— begin —
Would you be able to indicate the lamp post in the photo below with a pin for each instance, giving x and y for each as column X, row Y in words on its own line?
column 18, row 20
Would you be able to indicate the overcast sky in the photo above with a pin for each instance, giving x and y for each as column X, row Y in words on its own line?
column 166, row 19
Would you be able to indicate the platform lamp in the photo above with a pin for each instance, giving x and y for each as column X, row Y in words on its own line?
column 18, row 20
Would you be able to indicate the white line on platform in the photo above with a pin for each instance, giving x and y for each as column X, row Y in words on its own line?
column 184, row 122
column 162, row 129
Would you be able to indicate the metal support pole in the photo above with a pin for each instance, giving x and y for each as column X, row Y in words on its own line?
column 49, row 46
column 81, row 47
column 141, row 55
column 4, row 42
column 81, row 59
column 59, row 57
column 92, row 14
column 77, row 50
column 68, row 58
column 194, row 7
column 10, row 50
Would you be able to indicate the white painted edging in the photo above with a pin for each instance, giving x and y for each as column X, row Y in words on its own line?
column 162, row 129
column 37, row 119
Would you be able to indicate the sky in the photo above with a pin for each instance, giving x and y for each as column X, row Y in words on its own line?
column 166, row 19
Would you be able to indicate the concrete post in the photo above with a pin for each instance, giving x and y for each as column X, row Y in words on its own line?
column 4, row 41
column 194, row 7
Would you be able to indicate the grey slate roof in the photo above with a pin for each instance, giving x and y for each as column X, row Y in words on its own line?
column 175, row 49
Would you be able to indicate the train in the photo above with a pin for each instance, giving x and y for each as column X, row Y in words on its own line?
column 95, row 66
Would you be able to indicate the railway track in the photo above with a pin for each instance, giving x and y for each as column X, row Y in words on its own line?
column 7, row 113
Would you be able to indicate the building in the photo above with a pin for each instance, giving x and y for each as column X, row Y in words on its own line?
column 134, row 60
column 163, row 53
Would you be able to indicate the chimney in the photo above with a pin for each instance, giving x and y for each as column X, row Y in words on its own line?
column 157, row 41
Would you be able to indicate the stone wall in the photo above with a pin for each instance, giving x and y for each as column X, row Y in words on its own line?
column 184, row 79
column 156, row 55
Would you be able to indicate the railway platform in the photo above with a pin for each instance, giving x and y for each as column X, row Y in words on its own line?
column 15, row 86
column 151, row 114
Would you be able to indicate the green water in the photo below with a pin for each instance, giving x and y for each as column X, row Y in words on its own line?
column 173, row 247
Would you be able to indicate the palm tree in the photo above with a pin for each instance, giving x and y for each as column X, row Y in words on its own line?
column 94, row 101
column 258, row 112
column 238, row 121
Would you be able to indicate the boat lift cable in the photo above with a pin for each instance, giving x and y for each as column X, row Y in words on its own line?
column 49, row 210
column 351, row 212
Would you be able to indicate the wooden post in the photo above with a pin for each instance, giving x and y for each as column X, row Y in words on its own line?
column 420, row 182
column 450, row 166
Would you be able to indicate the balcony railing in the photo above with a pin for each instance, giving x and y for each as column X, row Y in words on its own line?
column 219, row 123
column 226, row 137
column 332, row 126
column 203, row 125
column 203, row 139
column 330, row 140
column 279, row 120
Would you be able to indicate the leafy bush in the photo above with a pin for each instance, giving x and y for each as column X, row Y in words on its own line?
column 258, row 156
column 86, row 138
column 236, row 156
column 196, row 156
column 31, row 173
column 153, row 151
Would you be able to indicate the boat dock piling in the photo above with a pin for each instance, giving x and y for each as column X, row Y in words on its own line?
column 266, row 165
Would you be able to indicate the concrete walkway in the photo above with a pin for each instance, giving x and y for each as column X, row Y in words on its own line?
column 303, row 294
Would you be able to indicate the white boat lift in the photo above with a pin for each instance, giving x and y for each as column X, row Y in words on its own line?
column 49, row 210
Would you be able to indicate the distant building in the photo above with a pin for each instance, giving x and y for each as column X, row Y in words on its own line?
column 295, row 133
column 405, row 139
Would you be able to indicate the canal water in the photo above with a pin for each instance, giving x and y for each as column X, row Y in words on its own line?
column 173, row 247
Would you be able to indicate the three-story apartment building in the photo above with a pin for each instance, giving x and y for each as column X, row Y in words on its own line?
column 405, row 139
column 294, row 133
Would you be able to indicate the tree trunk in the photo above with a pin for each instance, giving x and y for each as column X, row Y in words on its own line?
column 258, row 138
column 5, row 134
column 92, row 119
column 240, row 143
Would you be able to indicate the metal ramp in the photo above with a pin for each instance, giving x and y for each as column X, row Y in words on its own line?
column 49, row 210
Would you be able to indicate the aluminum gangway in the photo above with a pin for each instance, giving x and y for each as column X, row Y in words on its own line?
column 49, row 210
— end —
Return every line above word for word, with nothing added, dropped, or changed.

**Task solution:**
Would you be able to indicate the lamp post in the photo below with a pin for each instance, giving x and y for each as column X, row Y in words on its own line?
column 18, row 20
Would you be able to indicate the overcast sky in the photo above with a pin for each instance, giving x and y for each as column X, row Y in words on its own line?
column 166, row 19
Would you be able to indicate the platform lamp in the photo above with a pin for each instance, giving x and y for each as column X, row Y in words on its own line?
column 18, row 20
Would you be able to indicate the white line on platform in the photo above with a pin for each instance, giving x and y for each as column X, row Y in words on its own line?
column 184, row 122
column 162, row 129
Would you be able to indicate the metal support pole in the photo above with a pin for each instance, giving x and y for each as column X, row Y in words on its own line?
column 49, row 46
column 81, row 47
column 141, row 55
column 4, row 42
column 81, row 59
column 59, row 57
column 92, row 14
column 77, row 50
column 68, row 58
column 194, row 7
column 10, row 50
Would you be able to indicate the white painted edging in the photo above with a pin for each instance, giving x and y for each as column X, row Y in words on its own line?
column 162, row 129
column 37, row 119
Would you be able to indicate the sky in the photo above with a pin for each instance, giving x and y for each as column X, row Y in words on its own line?
column 166, row 19
Would you be able to indicate the concrete post in the photo above with a pin for each instance, giving x and y for each as column X, row Y in words on its own line?
column 4, row 41
column 194, row 7
Would you be able to indicate the grey slate roof in the photo above with a pin for each instance, giving x and y for each as column X, row Y in words on its own line?
column 175, row 49
Would you be able to indicate the train in the photo above with a pin for each instance, giving x and y for each as column X, row Y in words on its own line?
column 95, row 66
Would you be able to indicate the railway track in the photo above with a pin for each instance, giving x and y for each as column X, row Y in words on its own line?
column 7, row 113
Would you be able to indicate the building in the photo above with a pin for each instance, giving x and y for each as column X, row Y in words on its own line?
column 134, row 60
column 163, row 53
Would you be able to indicate the chimney in the photo above with a pin for each instance, giving x and y for each as column X, row Y in words on its own line?
column 157, row 41
Would you be able to indicate the stone wall in the photo above with a pin for each instance, giving x and y for each as column X, row Y in words on its own line?
column 184, row 79
column 156, row 55
Would you be able to indicate the railway platform in the photo above with a pin for each instance, giving x and y for each as column X, row Y in words on its own line?
column 15, row 86
column 151, row 114
Would you be able to indicate the green water in the photo below with a pin for each instance, giving x and y for each as column X, row Y in words on its own line?
column 173, row 247
Would you be able to indicate the palm tree in the photo above with a pin for each instance, giving x and y for each as column X, row Y in words on its own line?
column 94, row 101
column 258, row 112
column 238, row 121
Would you be able to indicate the boat lift cable in the photo above with a pin for each instance, giving x and y for each as column X, row Y in words on its own line?
column 49, row 210
column 351, row 212
Would you be able to indicate the wooden post in the photo above with a pin for each instance, giving x and y for each as column X, row Y in words on its own line?
column 420, row 182
column 450, row 166
Would you be able to indicate the balcony railing in the photo above with a pin for each instance, giving x and y for each as column X, row Y in words on its own line?
column 219, row 123
column 226, row 137
column 332, row 126
column 203, row 125
column 203, row 139
column 330, row 140
column 279, row 120
Would you be able to indicate the leafy bush in the photo above with a pin for each instance, giving x and y for each as column X, row Y in words on its own line?
column 258, row 156
column 86, row 138
column 236, row 156
column 196, row 156
column 31, row 173
column 153, row 151
Would you be able to indicate the boat dock piling in the photo above with a pin for each instance, giving x and y for each as column X, row Y in words on its own line?
column 266, row 165
Would you be able to indicate the concrete walkway in the photo above with a pin for each instance, giving x and y for each as column X, row Y in words on its own line?
column 303, row 294
Would you be able to indicate the white boat lift in the photo above with a pin for each instance, giving x and y for each as column X, row Y in words on its own line?
column 49, row 210
Would you be able to indicate the distant building in the photo above with a pin for each instance, giving x and y for each as column X, row Y in words on its own line?
column 295, row 133
column 405, row 139
Would you be able to indicate the canal water in the photo above with a pin for each instance, giving x and y for each as column X, row Y in words on its own line?
column 173, row 247
Would you be able to indicate the three-story apartment building in the photo above with a pin for each instance, giving x and y for each as column X, row Y in words on its own line?
column 405, row 139
column 294, row 133
Would you be able to indicate the tree trunk in the photo above with a pin for each instance, giving x and y for each as column X, row Y in words on its own line?
column 258, row 138
column 5, row 134
column 92, row 119
column 240, row 143
Would you be able to indicate the metal ramp in the photo above with a pin for each instance, giving x and y for each as column X, row Y in words on its own line?
column 49, row 210
Would you be able to indicate the aluminum gangway in the photo above with a pin for each instance, giving x and y for each as column X, row Y in words on its own line?
column 49, row 210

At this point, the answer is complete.